═════ DATA

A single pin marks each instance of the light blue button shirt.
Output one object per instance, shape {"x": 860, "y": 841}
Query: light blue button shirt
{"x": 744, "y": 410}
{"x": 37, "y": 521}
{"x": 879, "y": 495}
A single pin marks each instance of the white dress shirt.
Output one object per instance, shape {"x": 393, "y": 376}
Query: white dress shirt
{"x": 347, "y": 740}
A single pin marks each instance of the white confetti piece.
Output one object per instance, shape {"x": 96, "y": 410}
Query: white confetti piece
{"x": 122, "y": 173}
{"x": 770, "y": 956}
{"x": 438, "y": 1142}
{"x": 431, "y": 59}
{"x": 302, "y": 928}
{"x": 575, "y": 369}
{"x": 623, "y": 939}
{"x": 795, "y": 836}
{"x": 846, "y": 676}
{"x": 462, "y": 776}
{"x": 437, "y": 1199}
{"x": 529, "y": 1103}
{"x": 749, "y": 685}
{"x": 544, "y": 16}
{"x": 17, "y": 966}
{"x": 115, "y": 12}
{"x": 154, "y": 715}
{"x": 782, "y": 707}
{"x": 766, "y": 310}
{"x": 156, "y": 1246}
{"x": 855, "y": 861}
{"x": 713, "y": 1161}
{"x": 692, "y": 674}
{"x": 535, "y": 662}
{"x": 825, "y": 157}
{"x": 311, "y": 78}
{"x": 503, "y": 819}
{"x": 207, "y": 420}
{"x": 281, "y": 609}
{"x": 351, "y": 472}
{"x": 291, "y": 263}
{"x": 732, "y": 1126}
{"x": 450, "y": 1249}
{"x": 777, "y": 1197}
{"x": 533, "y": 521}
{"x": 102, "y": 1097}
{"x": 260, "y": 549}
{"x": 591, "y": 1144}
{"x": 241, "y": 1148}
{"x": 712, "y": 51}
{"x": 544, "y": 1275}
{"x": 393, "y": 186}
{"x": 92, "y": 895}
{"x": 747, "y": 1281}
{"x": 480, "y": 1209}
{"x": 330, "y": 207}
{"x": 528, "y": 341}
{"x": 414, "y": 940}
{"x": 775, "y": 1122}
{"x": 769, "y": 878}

══════════

◆ **SHORT TASK**
Reproduce the records word for word, starting at the line that contains "A single pin marks each instance of the white dress" and continuing through the end of the records, with both ends included.

◆ **CORRECT OUTPUT**
A single pin marks each instance of the white dress shirt.
Output one object per instance, shape {"x": 393, "y": 376}
Query: white dress shirt
{"x": 347, "y": 740}
A single pin marks each instance of the white confetti piece.
Output one object per instance, shape {"x": 96, "y": 410}
Query: white confetti piece
{"x": 122, "y": 173}
{"x": 770, "y": 956}
{"x": 438, "y": 1142}
{"x": 431, "y": 59}
{"x": 302, "y": 928}
{"x": 575, "y": 369}
{"x": 623, "y": 939}
{"x": 795, "y": 836}
{"x": 846, "y": 676}
{"x": 462, "y": 776}
{"x": 437, "y": 1199}
{"x": 529, "y": 1103}
{"x": 749, "y": 685}
{"x": 544, "y": 16}
{"x": 17, "y": 966}
{"x": 115, "y": 12}
{"x": 154, "y": 715}
{"x": 782, "y": 707}
{"x": 766, "y": 310}
{"x": 156, "y": 1246}
{"x": 855, "y": 861}
{"x": 713, "y": 1161}
{"x": 692, "y": 674}
{"x": 535, "y": 662}
{"x": 825, "y": 157}
{"x": 311, "y": 78}
{"x": 503, "y": 819}
{"x": 207, "y": 420}
{"x": 281, "y": 609}
{"x": 351, "y": 472}
{"x": 291, "y": 263}
{"x": 732, "y": 1126}
{"x": 450, "y": 1249}
{"x": 777, "y": 1197}
{"x": 533, "y": 521}
{"x": 102, "y": 1097}
{"x": 260, "y": 549}
{"x": 591, "y": 1144}
{"x": 241, "y": 1148}
{"x": 712, "y": 51}
{"x": 544, "y": 1275}
{"x": 393, "y": 186}
{"x": 92, "y": 895}
{"x": 747, "y": 1281}
{"x": 480, "y": 1209}
{"x": 330, "y": 207}
{"x": 528, "y": 341}
{"x": 414, "y": 940}
{"x": 775, "y": 1122}
{"x": 769, "y": 878}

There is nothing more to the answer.